[Point-per-instance localization data]
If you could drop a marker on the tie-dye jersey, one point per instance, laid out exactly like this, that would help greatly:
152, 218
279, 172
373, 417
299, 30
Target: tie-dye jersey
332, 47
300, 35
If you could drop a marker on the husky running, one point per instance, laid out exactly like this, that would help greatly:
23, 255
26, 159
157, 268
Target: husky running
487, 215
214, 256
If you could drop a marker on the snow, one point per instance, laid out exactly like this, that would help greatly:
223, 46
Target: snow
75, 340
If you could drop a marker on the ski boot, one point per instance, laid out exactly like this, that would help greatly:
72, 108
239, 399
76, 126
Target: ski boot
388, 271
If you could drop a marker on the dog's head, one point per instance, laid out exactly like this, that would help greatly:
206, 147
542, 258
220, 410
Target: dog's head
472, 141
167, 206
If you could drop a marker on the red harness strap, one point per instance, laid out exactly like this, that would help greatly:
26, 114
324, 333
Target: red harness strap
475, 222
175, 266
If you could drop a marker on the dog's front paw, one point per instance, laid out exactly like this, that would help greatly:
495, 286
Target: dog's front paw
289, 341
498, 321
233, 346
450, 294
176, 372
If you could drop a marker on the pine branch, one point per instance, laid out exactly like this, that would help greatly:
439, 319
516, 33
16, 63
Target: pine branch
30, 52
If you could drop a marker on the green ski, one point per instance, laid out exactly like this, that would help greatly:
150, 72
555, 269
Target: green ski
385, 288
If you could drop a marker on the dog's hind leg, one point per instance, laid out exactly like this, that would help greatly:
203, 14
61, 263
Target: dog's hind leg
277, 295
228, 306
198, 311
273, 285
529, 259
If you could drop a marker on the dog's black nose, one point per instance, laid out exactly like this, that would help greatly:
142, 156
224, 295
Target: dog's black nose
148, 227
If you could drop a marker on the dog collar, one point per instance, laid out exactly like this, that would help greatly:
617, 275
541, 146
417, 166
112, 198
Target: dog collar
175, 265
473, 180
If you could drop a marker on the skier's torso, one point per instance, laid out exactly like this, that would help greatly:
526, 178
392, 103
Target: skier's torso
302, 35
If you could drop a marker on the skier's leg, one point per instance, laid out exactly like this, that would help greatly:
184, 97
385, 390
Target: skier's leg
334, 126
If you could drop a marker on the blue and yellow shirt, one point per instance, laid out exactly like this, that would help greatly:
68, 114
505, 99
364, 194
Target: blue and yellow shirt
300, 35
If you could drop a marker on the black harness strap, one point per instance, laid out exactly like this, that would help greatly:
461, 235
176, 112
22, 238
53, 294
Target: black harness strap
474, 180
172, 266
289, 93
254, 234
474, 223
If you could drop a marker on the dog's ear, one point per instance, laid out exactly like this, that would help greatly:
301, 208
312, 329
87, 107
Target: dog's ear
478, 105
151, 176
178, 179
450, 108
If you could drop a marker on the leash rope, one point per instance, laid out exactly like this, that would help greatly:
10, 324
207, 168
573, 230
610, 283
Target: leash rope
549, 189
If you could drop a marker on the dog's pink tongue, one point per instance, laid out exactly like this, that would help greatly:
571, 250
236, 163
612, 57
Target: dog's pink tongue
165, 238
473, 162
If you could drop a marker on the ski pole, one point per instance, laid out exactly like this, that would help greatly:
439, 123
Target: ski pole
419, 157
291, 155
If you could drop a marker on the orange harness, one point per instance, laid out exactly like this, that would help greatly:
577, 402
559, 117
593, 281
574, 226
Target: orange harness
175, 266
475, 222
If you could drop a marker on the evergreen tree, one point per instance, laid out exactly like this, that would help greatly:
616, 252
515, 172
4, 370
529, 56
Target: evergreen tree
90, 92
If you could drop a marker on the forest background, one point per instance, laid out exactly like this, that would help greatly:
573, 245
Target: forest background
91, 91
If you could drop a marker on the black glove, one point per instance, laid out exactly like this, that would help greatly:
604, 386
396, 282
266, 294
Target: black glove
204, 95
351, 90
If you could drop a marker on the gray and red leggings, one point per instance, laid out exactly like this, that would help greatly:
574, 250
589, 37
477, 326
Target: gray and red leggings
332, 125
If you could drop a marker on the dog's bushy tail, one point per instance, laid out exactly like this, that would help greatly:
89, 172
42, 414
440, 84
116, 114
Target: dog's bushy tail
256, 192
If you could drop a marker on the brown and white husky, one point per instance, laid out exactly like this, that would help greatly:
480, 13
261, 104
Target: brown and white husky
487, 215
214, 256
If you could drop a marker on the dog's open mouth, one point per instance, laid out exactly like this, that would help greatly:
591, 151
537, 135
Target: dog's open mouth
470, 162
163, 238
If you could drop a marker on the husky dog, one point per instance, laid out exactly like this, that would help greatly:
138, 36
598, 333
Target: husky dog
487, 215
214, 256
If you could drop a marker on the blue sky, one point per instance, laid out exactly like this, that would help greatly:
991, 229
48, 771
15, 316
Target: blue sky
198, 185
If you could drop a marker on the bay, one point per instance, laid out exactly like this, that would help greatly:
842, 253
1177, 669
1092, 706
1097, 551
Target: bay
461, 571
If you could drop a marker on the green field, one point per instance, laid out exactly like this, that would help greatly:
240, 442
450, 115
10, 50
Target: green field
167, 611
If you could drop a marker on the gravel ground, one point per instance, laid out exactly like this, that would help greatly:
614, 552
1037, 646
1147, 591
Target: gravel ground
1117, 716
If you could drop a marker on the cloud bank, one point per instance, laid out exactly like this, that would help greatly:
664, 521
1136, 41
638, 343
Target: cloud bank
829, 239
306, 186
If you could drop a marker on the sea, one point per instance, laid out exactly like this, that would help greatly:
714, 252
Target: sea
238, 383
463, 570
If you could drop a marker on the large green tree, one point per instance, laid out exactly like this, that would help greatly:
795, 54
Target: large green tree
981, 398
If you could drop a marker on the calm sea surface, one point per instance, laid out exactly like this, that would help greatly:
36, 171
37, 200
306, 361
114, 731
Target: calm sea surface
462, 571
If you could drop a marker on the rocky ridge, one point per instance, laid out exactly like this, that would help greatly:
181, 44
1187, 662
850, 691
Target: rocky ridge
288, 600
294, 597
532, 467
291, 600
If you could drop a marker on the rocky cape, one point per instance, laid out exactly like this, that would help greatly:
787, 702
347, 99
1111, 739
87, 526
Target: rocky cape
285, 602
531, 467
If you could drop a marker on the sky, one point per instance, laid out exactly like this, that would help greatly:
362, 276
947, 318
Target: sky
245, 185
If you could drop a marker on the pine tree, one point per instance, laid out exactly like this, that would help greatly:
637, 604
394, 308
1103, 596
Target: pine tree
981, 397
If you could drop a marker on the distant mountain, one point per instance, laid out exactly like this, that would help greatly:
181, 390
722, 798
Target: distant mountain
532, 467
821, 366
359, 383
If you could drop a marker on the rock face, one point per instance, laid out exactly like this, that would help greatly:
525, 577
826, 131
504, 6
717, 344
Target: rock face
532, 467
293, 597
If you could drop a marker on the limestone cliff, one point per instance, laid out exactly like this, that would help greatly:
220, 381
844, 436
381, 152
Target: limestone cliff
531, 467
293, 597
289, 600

▸ Task goal:
Each of the entries must be set down exactly, none omitted.

▸ Response to this exercise:
If you could drop a marker on the tie-dye jersey, one point per instance, laid out exactly like this, that would help greatly:
152, 218
279, 172
373, 417
299, 30
Target: tie-dye jersey
332, 47
300, 35
If you could drop a marker on the husky running, one point per instance, laid out exactly like this, that would help greatly:
23, 255
26, 159
157, 268
Target: husky running
487, 215
214, 256
If you could drop a marker on the snow, one point per instance, laid out exactly like this, that would help greatly:
223, 46
Target: snow
75, 340
If you could drop a marker on the ski boot, one point per instance, laid out exactly like this, that would help greatly:
72, 108
239, 399
76, 126
Target: ski boot
388, 271
If you could drop a marker on the dog's head, one point per instance, laid out exactly like this, that would help greatly:
206, 147
542, 258
220, 410
Target: dog's head
472, 141
167, 206
If you could drop a marker on the red harness strap, one point per instance, laid out exactly like this, that would help greatly:
26, 114
324, 333
Target: red harness strap
475, 222
175, 266
If you could drop a marker on the dog's front paw, one point per instance, laid out exactly like this, that would help greatly:
495, 286
Target: dog's front paw
289, 341
498, 321
233, 346
450, 294
176, 372
If you could drop a marker on the pine branch, one point per instance, laid out exactly like this, that would help greatly:
439, 319
516, 33
16, 63
Target: pine branch
30, 52
If you could drop a marker on the green ski, one point per instance, laid out exactly like this, that would help greatly:
150, 72
555, 269
Target: green ski
385, 288
If you could drop a marker on the dog's hind leg, one point per instance, laid out exactly like this, that would help greatly:
203, 14
61, 263
Target: dog's hind leg
277, 295
228, 306
198, 311
273, 285
529, 259
If you could drop a marker on the dog's black nose, one point per instance, laid out exactly like this, that would help greatly:
142, 156
224, 295
Target: dog's black nose
148, 227
If you could drop a marker on the dog collar, one point per instance, laid out exactly like this, that would help greatly:
617, 275
541, 146
417, 166
112, 198
Target: dog collar
175, 265
473, 180
If you could drop a marker on the skier's torso, one point per instance, laid out exactly like this, that would help greatly:
526, 178
392, 103
Target: skier's torso
302, 35
If you could drop a marker on the skier's leg, one point per instance, laid out exactly like this, that would help greatly:
184, 97
385, 390
Target: skier's leg
334, 126
If you could drop a marker on the blue and yellow shirt, one point per instance, laid out exactly like this, that would help greatly:
68, 114
505, 99
364, 194
Target: blue and yellow shirt
300, 35
If you could drop a marker on the black harness strap, one point per instance, laid out exactly like this, that would help greatly:
461, 235
176, 112
22, 238
53, 294
Target: black harness strap
474, 180
172, 266
289, 93
254, 234
474, 223
If you could drop a marker on the dog's ear, one point per instance, laid out exactly like this, that would help greatly:
301, 208
312, 329
87, 107
Target: dog's ear
478, 105
151, 176
178, 179
450, 108
If you could drop a marker on the leash rope, one point per instance, laid out exactly like this, that would help greatly:
10, 324
207, 168
573, 230
610, 283
Target: leash rope
549, 189
If you could drop a marker on the dog's pink tongue, one point per instance, laid out exactly like this, that would help greatly:
571, 250
236, 163
612, 57
Target: dog's pink tongue
165, 238
473, 162
If you could drop a marker on the ski pole, one point per instance, laid out exactly like this, that would help greatly:
439, 123
Target: ski pole
419, 157
291, 155
If you could drop a marker on the orange harness, one point per instance, laid out exactly like this, that would help greatly:
577, 402
559, 117
593, 281
574, 226
Target: orange harness
175, 266
475, 222
If you could drop a marker on the evergreen tree, one point per instance, laid out exactly like this, that would help greatly:
616, 252
515, 172
4, 370
529, 56
Target: evergreen tree
90, 92
If you could drop a marker on the forest background, one point per instance, laid out exactly like this, that would help greatly:
573, 245
Target: forest background
91, 91
If you could drop a marker on the black glove, one point per instance, laid out exactly like this, that would help greatly:
604, 386
396, 282
266, 294
Target: black glove
204, 95
351, 90
If you could drop a marker on the gray and red leggings, one point per instance, laid out exactly like this, that would help greatly:
574, 250
589, 37
477, 326
Target: gray and red leggings
332, 125
If you could drop a marker on the dog's bushy tail, one point per instance, laid out exactly like this, that would help greatly:
89, 172
42, 414
440, 84
116, 114
Target: dog's bushy tail
256, 192
If you could drop a marker on the brown and white husky, one point per instance, laid out exactly like this, that would help greatly:
480, 13
261, 104
Target: brown and white husky
487, 215
214, 256
If you could drop a marker on the dog's open mouth, one point per instance, laid out exactly like this, that would help greatly:
591, 151
537, 135
Target: dog's open mouth
470, 162
163, 238
If you could drop a marker on the husky dog, one point per instance, laid out exactly like this, that would help greatly:
138, 36
598, 333
Target: husky dog
487, 215
214, 256
If you could drop a marker on the blue sky, one point per instance, laid out exactly like this, that would help greatly:
991, 229
48, 771
15, 316
Target: blue sky
198, 185
If you could drop a marker on the bay, one point per instance, laid out exactly like this, that would help greatly:
842, 253
1177, 669
1092, 706
1097, 551
Target: bay
461, 571
If you could drop a marker on the green field, one point per instance, laid out exactly like this, that would help greatly:
240, 442
450, 115
10, 50
Target: green field
167, 611
If you could drop a marker on the gravel ground, one point per instance, laid out exactly like this, that would help greatly:
614, 552
1037, 646
1147, 591
Target: gravel ground
1117, 716
If you could drop a marker on the cloud bank, one point per instance, laid out exactly like this, that would help greatly:
664, 521
1136, 41
638, 343
Target: cloud bank
829, 239
306, 186
If you could drop a marker on the sea, one point per instance, laid out exactly like this, that would help greatly:
714, 252
Target: sea
238, 383
463, 570
If you could drop a marker on the large green tree, one point per instance, laid out exactly like this, that would help greatly:
795, 54
Target: large green tree
981, 398
If you could drop a marker on the calm sea surface, one point per instance, laid out exactly like this, that would help greatly:
36, 171
37, 200
306, 361
114, 731
Target: calm sea surface
462, 571
If you could drop a marker on the rocky ridge, one point per instance, laid out exactly like this, that would help greatly:
181, 44
1187, 662
850, 691
Target: rocky ridge
288, 600
294, 597
532, 467
291, 600
If you could drop a marker on the rocky cape, one point per instance, laid out exactly like this, that would help greatly:
787, 702
347, 99
1111, 739
87, 526
Target: rocky cape
285, 602
531, 467
If you could drop a marker on the sky, one point per instance, laid out exactly like this, that would help greatly:
362, 276
947, 318
Target: sky
245, 185
If you could drop a marker on the pine tree, one point per instance, laid out exactly like this, that would help greatly:
637, 604
394, 308
1103, 596
Target: pine tree
981, 397
If you could drop a marker on the distant mountain, one point per instance, laid out exactly like this, that would help greatly:
181, 390
722, 798
Target: distant mountain
532, 467
821, 366
359, 383
If you could drop a marker on the rock face, one point per instance, laid out exactly like this, that would help greatly:
525, 577
826, 131
504, 6
717, 344
Target: rock face
532, 467
293, 597
If you could drop a marker on the limestone cliff, one point per instance, laid out exactly like this, that would help greatly:
220, 381
844, 436
381, 152
Target: limestone cliff
531, 467
293, 597
289, 600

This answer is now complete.